*INSTRUCTIONS TO FOLLOW*:
Report every line of the records beneath this task that holds the string "patch".

*TASK MATERIAL*:

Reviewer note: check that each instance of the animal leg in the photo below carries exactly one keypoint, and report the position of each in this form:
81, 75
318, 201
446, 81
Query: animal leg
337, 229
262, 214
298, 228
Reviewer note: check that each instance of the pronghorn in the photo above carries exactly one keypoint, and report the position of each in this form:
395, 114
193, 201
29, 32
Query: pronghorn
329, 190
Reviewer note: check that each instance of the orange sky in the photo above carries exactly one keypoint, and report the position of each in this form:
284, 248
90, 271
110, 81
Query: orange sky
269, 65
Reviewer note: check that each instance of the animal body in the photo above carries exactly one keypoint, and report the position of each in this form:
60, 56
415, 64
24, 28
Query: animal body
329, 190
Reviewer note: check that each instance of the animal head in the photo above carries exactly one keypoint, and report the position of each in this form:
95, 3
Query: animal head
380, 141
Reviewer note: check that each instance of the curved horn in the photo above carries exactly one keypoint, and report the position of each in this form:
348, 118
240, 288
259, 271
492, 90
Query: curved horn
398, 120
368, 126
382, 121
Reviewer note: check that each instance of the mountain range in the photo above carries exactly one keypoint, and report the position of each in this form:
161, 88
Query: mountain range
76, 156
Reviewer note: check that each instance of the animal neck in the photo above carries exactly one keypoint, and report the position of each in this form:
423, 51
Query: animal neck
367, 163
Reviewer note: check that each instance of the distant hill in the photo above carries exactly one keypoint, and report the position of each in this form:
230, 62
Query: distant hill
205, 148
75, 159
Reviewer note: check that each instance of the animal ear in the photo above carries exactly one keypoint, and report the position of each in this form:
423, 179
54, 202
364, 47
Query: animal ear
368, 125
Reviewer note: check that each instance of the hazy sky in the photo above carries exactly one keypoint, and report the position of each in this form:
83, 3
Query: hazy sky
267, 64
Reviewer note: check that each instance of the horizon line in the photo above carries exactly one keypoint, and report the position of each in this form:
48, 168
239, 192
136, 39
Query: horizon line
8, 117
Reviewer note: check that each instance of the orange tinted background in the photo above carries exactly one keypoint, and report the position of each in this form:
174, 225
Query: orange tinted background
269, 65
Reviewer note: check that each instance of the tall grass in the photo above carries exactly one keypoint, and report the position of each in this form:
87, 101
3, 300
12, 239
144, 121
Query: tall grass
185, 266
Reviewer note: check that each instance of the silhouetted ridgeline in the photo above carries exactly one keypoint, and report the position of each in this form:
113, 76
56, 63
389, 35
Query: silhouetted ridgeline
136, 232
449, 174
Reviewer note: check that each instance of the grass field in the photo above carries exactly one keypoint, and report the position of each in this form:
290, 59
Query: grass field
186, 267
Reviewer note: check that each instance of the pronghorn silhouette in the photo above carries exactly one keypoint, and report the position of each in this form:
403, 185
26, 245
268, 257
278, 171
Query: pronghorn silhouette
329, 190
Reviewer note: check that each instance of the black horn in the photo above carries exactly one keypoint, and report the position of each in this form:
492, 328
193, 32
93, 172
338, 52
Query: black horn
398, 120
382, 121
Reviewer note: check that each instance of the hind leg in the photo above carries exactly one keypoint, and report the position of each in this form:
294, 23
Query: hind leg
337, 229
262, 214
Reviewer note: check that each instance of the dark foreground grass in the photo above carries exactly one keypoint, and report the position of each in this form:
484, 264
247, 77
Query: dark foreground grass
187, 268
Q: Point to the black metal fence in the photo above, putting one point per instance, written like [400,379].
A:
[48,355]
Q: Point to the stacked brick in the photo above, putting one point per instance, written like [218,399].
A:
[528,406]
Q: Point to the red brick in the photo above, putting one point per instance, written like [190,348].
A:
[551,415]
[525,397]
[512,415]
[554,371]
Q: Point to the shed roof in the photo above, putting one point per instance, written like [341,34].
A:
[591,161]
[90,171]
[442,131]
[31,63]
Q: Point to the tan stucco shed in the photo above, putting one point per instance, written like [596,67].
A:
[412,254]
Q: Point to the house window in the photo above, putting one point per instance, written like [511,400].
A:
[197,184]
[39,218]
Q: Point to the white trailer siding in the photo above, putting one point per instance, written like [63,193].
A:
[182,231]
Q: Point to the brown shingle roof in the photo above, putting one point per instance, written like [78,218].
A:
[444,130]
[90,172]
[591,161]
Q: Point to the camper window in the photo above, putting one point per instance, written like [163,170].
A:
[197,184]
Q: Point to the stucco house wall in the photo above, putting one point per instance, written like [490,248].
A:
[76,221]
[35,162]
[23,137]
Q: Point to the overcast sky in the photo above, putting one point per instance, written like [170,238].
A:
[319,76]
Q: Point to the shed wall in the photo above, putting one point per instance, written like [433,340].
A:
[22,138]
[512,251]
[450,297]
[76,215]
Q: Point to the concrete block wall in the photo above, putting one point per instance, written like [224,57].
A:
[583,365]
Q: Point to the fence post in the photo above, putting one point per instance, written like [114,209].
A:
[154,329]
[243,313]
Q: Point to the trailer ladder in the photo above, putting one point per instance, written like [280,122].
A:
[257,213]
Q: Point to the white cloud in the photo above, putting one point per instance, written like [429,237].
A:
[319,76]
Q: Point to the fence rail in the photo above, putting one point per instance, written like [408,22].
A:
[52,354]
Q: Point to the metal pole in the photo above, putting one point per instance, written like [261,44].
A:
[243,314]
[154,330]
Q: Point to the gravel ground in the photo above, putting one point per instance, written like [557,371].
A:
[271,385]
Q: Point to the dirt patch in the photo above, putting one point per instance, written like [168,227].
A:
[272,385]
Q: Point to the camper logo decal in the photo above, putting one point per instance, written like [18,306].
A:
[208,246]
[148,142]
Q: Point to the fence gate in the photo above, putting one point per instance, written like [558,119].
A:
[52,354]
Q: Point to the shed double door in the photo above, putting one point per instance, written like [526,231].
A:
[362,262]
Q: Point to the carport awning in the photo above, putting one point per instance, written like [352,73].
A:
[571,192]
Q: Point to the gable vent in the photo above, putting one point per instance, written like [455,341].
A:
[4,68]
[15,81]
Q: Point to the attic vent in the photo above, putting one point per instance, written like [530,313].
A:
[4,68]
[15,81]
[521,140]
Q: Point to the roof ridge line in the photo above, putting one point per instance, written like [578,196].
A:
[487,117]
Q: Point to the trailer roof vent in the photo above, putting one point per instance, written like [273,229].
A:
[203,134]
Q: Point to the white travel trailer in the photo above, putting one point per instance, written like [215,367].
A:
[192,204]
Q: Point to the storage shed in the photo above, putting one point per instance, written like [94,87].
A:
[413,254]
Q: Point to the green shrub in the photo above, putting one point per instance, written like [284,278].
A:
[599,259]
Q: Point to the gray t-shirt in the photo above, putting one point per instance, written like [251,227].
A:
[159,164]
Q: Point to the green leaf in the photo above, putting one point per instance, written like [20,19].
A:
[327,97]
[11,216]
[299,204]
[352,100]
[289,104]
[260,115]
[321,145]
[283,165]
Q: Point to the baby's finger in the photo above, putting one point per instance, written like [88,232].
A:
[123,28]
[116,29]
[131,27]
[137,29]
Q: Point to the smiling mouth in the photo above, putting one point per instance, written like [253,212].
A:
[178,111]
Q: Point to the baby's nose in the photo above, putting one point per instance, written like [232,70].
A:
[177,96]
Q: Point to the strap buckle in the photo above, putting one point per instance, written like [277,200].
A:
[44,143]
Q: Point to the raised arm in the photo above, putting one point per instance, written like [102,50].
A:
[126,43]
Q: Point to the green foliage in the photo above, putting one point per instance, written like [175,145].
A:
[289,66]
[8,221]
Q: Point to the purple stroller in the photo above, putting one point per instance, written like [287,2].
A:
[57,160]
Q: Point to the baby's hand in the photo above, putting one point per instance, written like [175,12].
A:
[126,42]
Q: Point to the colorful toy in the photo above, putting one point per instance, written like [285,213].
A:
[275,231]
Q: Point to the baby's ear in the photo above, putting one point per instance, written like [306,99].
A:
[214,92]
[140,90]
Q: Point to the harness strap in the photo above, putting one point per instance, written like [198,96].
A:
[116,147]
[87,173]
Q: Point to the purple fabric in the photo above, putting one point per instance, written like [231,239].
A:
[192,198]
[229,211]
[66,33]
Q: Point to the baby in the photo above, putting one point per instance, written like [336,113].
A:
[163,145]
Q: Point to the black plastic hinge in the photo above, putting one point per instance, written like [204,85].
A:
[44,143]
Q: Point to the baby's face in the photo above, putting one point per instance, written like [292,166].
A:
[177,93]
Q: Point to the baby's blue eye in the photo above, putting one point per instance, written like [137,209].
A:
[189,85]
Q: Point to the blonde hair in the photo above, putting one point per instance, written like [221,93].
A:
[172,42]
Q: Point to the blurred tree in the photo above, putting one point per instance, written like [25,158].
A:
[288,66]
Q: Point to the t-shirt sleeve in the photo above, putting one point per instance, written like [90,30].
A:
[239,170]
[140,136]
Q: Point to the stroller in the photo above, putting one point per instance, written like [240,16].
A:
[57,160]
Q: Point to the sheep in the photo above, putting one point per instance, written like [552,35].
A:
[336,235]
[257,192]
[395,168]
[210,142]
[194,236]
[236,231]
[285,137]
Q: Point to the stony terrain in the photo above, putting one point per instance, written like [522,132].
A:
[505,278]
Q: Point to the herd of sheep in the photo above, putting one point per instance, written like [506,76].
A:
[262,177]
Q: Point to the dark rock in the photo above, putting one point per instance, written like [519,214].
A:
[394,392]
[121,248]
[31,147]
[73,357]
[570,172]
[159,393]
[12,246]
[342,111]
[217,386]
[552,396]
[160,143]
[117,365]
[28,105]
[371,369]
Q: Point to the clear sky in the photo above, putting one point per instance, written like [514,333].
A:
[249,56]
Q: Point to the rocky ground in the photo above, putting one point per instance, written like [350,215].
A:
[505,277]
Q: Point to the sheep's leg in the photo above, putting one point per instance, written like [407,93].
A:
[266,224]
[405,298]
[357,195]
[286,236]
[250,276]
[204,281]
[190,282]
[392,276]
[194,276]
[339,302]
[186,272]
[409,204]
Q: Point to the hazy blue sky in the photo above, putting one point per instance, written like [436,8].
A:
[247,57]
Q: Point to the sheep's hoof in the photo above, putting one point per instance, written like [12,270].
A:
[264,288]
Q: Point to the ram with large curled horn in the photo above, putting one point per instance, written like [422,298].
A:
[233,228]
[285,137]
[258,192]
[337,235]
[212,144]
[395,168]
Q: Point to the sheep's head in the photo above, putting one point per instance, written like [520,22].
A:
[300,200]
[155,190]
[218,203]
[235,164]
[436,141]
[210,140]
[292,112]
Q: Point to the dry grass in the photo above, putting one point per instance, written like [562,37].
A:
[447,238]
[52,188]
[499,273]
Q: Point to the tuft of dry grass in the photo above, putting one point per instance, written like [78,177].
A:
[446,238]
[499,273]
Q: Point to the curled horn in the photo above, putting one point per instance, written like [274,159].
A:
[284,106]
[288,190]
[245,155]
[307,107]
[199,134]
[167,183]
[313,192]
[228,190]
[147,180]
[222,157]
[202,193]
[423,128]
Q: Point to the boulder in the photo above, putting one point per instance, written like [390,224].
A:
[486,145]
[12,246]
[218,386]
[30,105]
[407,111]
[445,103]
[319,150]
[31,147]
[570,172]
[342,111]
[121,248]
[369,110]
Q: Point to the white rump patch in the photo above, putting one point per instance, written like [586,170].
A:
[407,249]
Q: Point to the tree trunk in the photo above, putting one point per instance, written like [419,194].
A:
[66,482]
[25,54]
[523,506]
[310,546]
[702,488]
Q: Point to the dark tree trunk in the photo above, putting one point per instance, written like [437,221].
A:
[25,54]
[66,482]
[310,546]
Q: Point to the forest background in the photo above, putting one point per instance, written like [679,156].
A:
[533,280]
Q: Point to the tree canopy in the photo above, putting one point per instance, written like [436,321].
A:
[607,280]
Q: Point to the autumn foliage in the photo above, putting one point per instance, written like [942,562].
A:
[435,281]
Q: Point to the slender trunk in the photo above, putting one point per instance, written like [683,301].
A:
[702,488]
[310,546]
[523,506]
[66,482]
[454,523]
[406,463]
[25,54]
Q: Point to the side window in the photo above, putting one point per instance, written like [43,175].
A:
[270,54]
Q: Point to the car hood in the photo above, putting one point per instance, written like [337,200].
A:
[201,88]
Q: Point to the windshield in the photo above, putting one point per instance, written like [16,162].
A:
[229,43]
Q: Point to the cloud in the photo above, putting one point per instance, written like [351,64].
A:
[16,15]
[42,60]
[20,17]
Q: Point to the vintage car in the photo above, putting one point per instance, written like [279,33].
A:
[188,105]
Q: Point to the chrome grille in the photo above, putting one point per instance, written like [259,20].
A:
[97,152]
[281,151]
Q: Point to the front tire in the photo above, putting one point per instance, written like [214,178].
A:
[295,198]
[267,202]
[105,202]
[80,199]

*TASK OUTPUT*:
Q: Point to the dirt patch in the photo above, putting one point per instance, written like [168,227].
Q: Point to the white rump patch in the photo above, putting one point per instance, written like [586,170].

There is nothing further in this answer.